§ Exercise prompt:
Each line from the one containing "the white stucco" to the end of the records below should be restated word for word; please leave out all other lines.

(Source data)
----

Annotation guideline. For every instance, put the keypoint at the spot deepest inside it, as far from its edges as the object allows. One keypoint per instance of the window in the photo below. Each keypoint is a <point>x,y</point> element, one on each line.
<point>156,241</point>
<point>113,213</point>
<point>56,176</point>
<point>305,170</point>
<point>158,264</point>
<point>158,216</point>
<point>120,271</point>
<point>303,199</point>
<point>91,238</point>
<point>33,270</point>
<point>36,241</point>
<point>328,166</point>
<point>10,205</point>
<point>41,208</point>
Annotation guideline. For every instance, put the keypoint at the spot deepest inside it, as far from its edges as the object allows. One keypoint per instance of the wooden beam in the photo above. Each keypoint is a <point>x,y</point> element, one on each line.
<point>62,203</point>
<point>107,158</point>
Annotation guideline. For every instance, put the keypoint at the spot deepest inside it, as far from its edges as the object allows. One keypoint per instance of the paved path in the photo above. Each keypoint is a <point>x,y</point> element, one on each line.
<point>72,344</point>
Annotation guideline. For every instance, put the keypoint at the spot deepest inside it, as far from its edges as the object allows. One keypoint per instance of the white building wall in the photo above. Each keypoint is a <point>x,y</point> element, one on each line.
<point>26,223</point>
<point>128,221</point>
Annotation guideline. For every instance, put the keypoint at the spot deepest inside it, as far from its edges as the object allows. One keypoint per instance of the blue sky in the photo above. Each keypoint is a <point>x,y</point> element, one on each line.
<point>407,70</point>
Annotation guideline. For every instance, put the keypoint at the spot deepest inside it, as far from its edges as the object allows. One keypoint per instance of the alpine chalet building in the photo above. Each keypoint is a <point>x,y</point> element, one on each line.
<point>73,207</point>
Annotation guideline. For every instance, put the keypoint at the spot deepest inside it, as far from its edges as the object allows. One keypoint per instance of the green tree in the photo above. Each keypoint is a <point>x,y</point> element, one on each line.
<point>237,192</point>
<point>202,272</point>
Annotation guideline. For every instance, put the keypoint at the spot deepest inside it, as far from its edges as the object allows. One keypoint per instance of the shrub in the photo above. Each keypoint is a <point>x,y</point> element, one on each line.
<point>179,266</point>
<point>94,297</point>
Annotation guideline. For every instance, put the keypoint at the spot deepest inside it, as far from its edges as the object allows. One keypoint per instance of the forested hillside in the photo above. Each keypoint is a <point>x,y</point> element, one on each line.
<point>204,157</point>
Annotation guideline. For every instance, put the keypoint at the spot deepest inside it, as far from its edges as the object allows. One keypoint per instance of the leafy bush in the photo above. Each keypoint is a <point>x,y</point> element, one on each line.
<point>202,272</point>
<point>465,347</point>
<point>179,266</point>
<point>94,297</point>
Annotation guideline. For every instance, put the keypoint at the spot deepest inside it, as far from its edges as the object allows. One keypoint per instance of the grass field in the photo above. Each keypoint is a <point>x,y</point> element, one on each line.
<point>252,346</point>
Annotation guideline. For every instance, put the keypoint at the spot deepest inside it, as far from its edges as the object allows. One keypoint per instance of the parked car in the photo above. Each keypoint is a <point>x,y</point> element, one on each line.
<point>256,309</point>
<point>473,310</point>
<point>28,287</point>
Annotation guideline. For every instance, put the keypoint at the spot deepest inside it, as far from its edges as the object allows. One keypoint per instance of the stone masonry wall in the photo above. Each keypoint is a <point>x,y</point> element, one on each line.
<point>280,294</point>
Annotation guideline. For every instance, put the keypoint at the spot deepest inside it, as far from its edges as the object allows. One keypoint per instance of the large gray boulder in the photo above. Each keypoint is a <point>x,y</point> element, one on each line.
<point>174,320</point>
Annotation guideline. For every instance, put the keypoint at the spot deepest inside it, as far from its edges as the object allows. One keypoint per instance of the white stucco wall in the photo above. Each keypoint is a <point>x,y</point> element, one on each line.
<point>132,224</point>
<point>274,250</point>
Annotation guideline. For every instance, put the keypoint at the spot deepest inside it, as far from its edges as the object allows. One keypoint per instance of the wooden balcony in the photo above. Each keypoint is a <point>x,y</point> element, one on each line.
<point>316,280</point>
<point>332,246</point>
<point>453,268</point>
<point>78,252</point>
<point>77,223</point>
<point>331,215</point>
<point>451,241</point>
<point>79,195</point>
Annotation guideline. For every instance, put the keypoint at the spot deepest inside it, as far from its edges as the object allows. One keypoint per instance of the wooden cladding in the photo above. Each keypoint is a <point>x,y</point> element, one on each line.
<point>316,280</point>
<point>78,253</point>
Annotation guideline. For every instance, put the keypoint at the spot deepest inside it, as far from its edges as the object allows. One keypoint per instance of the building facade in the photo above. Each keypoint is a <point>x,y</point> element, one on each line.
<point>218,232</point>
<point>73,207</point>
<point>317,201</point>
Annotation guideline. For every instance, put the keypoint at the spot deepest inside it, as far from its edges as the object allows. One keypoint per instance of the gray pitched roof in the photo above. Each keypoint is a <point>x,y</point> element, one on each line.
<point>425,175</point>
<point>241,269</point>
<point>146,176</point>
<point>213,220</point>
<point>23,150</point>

----

§ Task answer:
Annotation guideline. For every instance, put the keypoint at the spot deepest inside it, as far from its edges as the object allows. One keypoint per instance of the white stucco wall in the photo above. Each keypoint is a <point>x,y</point> element, one on each line.
<point>132,224</point>
<point>274,250</point>
Annotation guideline. For every instance, put the keypoint at the spot deepest inside it, as far from its edges as the object allows. One keypoint per instance of the wooden balcony in the photo above. Each keypoint is a <point>x,y</point> element, one on each line.
<point>316,280</point>
<point>332,246</point>
<point>453,268</point>
<point>78,252</point>
<point>77,223</point>
<point>331,215</point>
<point>451,241</point>
<point>79,195</point>
Annotation guideline. For every instance, put the keypoint at the spot deepest inside it, as far from its edges as the object allows. One keypoint per instance of the wooden cladding in the photo above. Each keypoint is a <point>x,y</point> element, one on each line.
<point>316,280</point>
<point>78,253</point>
Annotation guideline. For every instance, put the keypoint at the spot deepest inside it, as far from its edges as the object allows. One keypoint per instance of the building facade in the photo above. Each keypoint is a <point>x,y</point> element, one on each line.
<point>218,232</point>
<point>73,207</point>
<point>317,201</point>
Annotation guideline. For every instance, put the keypoint at the spot deepest inside it, as far from its edges as the object allows. One keypoint per instance of the gray pitched roof in the photo above. Each keypoint is a <point>x,y</point> element, one on each line.
<point>425,175</point>
<point>241,269</point>
<point>146,176</point>
<point>213,220</point>
<point>23,150</point>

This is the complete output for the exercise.